▸ SUAS TAREFAS:
**a.** Responda com base no trecho:
(i) De que parte de Adão foi tirada a nova criação que se tornou sua companheira?
(ii) De que modo foram criados os outros seres, em contraste com o homem?
(iii) Qual pergunta, citada de Miqueias, é apresentada como a questão fundamental do ser humano?
**b.** Diga se cada afirmação concorda com o trecho, citando as palavras que decidem a resposta:
(i) Os outros seres criados também foram feitos à imagem de Deus.
(ii) O homem procura alento no trabalho.
(iii) Ao final, os atalhos trilhados pelo homem aliviam a sua dor.
**c.** Transcreva do trecho a parte que começa em "Mas se o homem" e termina em "encontro com Deus.".

▸ TRECHO:
━━━━━━━━━━━━━━━━━━━━━━━━━━━━━━

A indagação que intitula esse texto é, certamente, a grande pergunta com a qual todo ser humano se deparará um dia. O homem foi criado para se relacionar com o Seu Criador. Deus ao criar o homem conferiu-lhe uma identidade própria que o distinguiria de toda a criação. Enquanto os outros seres criados (peixes, aves, animais domésticos, animais selváticos etc.) o foram conforme as suas respectivas espécies, o homem, diferentemente, teve o seu modelo no próprio Deus Criador – “Também disse Deus: Façamos o homem à nossa imagem, conforme a nossa semelhança….” (Gn 1.26); “e vos revistais do novo homem, criado segundo Deus….” (Ef 4.24) – sendo distinto, assim, de toda a criação, partilhando com Deus de uma identidade desconhecida por todas as outras criaturas, visto que somente o homem foi criado “à imagem e semelhança de Deus”.

 

Somente o homem pode partilhar de um relacionamento pessoal, voluntário e consciente com Deus. Por isso, quando se trata de encontrar uma companheira para o homem com a qual ele possa se relacionar de forma pessoal – já que não se encontra em todo o resto da criação –, a solução é uma nova criação, tirada da costela de Adão e transformada por Deus em uma auxiliadora idônea, com a qual Adão se completará, passando a haver uma “fusão interpessoal”, “unidade essencial”, constituindo-se os dois uma só carne (Gn 2.20-24; Mc 10.8),[1] unidos por Deus (Mt 19.6; Mc 10.9).[2]

 

Mas se o homem e a mulher se completam física, psíquica e afetivamente, constituindo assim a vida social – o que de fato está longe de ser isso irrelevante –, ambos têm uma matriz metafísica, transcendente: ambos procedem de Deus para viverem com e para Deus.  Por isso, a questão que permanece na tela das atenções do homem, ainda que costumeiramente ele não saiba defini-la, é o seu encontro com Deus.

 

Pela perda da dimensão do eterno, o homem trilha por atalhos que, quando muito, servem como paliativos para as suas angústias, mas, que ao final, aumentam ainda mais a sua dor e desilusão. Assim, o homem procura alento na filosofia, na arte, na filantropia, na religião, na diversão, no consumo, no sexo, no trabalho e nas drogas. Ainda que algumas dessas fugas possam ser úteis intelectual e socialmente, elas, por si só não resolvem a questão fundamental do ser humano: “Com que me apresentarei ao Senhor?” (Mq 6.6).

━━━━━━━━━━━━━━━━━━━━━━━━━━━━━━

▸ TRECHOS DOS DADOS:
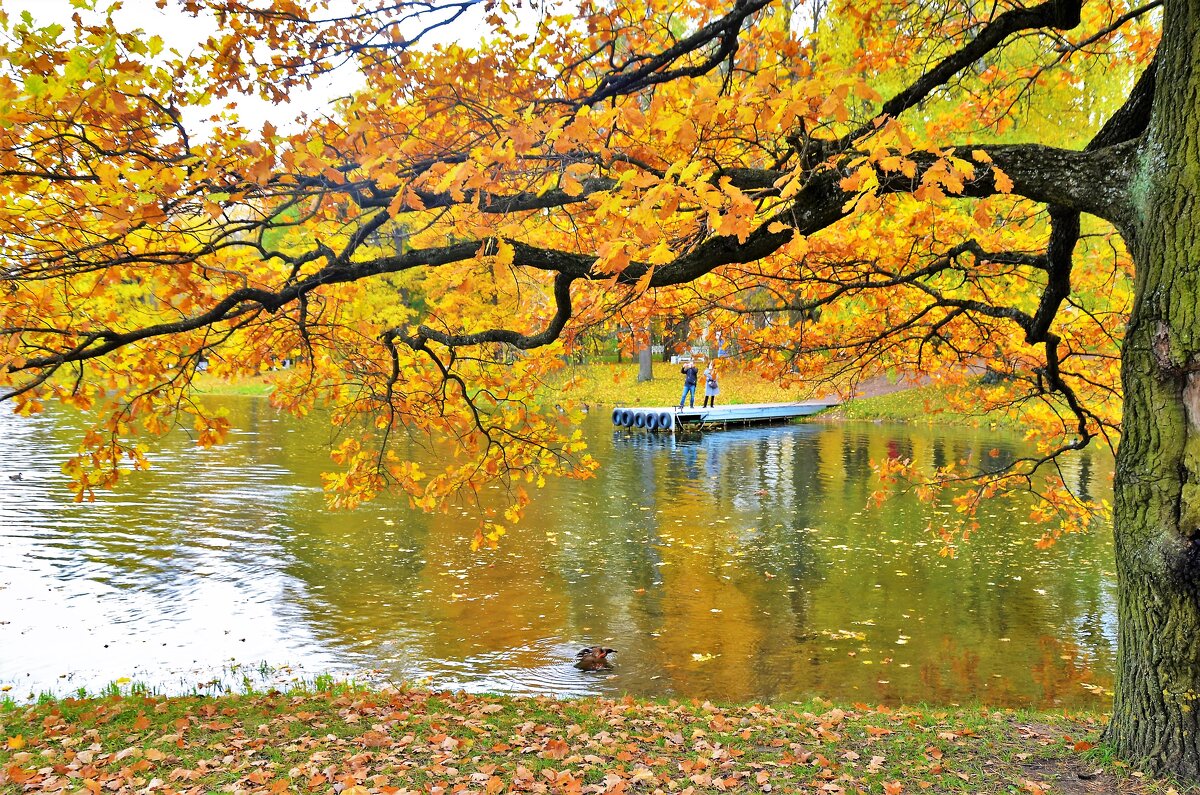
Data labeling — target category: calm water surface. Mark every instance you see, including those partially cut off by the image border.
[0,399,1116,706]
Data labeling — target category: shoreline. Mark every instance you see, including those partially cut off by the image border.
[0,685,1178,795]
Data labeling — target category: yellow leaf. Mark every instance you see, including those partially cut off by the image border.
[496,239,516,268]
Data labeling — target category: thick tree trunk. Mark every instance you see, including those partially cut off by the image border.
[1106,0,1200,779]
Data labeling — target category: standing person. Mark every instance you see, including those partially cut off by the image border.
[679,361,696,408]
[704,361,718,408]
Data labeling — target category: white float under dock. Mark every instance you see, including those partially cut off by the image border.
[612,400,838,431]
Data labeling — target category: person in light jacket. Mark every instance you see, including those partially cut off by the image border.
[704,363,719,408]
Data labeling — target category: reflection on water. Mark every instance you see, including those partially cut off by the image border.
[0,399,1116,706]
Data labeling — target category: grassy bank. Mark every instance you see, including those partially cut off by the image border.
[0,688,1182,795]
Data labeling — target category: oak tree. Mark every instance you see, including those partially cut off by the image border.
[0,0,1200,778]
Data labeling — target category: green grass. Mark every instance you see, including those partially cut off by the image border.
[0,680,1171,795]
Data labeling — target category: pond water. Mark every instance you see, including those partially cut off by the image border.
[0,398,1116,707]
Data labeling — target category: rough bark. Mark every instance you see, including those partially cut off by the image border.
[1106,0,1200,779]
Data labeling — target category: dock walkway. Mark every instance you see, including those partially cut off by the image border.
[612,400,838,431]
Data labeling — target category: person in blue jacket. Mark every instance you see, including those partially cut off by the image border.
[679,361,698,408]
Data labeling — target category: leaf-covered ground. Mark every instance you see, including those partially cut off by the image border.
[0,691,1184,795]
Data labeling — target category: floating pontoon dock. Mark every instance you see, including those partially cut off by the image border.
[612,401,838,431]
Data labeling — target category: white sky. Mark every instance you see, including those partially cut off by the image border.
[0,0,485,137]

━━━━━━━━━━━━━━━━━━━━━━━━━━━━━━

▸ AS RESPOSTAS:
**a.**
(i) Da costela de Adão.
(ii) Conforme as suas respectivas espécies.
(iii) “Com que me apresentarei ao Senhor?” (Mq 6.6).

**b.**
(i) Não: "somente o homem foi criado “à imagem e semelhança de Deus”".
(ii) Sim: "o homem procura alento na filosofia, na arte, na filantropia, na religião, na diversão, no consumo, no sexo, no trabalho e nas drogas".
(iii) Não: "ao final, aumentam ainda mais a sua dor e desilusão".

**c.**
Mas se o homem e a mulher se completam física, psíquica e afetivamente, constituindo assim a vida social – o que de fato está longe de ser isso irrelevante –, ambos têm uma matriz metafísica, transcendente: ambos procedem de Deus para viverem com e para Deus.  Por isso, a questão que permanece na tela das atenções do homem, ainda que costumeiramente ele não saiba defini-la, é o seu encontro com Deus.